- **Task prompt**:
Please convert all the lines below into a two-column CSV with the headers input and output. Give one row per line paired with its answer, and put each value in a single quoted field with any line breaks replaced by spaces.

- **Records provided**:

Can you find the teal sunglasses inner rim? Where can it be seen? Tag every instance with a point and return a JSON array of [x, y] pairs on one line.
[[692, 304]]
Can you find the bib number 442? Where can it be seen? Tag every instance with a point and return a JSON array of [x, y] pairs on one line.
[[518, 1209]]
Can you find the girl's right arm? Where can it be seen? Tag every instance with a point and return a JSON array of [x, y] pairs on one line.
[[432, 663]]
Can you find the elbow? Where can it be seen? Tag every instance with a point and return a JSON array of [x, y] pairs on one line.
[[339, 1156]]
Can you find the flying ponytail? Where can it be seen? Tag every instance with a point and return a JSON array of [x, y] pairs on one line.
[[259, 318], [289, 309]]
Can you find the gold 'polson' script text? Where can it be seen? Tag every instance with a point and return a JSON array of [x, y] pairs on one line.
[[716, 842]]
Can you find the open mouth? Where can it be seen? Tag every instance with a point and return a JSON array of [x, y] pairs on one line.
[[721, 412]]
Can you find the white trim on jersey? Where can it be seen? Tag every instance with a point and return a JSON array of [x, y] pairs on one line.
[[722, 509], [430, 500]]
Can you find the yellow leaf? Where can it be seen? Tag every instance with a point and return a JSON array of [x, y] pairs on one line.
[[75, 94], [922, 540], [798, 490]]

- **Problem solution**:
input,output
"Can you find the teal sunglasses inner rim? Where can it be seen? Tag every instance with a point and return a JSON array of [x, y] pairs on one line.","[[692, 304]]"
"Can you find the bib number 442? Where can it be seen? Tag every instance with a point and return a JSON array of [x, y] pairs on one line.","[[518, 1209]]"
"Can you find the girl's right arm? Where can it be seen? Tag every instance with a point and return a JSON array of [x, y] pairs on one line.","[[432, 663]]"
"Can you find the elbow? Where can it be seen? Tag every instance with a point and return a JSON array of [x, y] pairs on one line.","[[339, 1156]]"
"Can you find the flying ponytail? Where can it be seen? Tag every instance with a point and return a JSON array of [x, y] pairs on one line.","[[259, 318], [289, 309]]"
"Can you find the gold 'polson' script text? Where can it be seen? Tag every instance with a point and return a JSON array of [x, y] pairs on one line.","[[716, 842]]"
"Can you find the open mouth? Where can it be seen? Tag every instance with a point and return a JSON array of [x, y] pairs on one line.","[[721, 412]]"
"Can you find the white trim on jersey? Where can it be seen? Tag every instance with a point and return a JSON array of [x, y] pairs on one line.","[[722, 509], [430, 500]]"
"Can you find the yellow leaf? Where can it be seen? Tag every instance with a point and return a JSON array of [x, y] pairs on one line.","[[75, 94], [922, 540], [798, 490]]"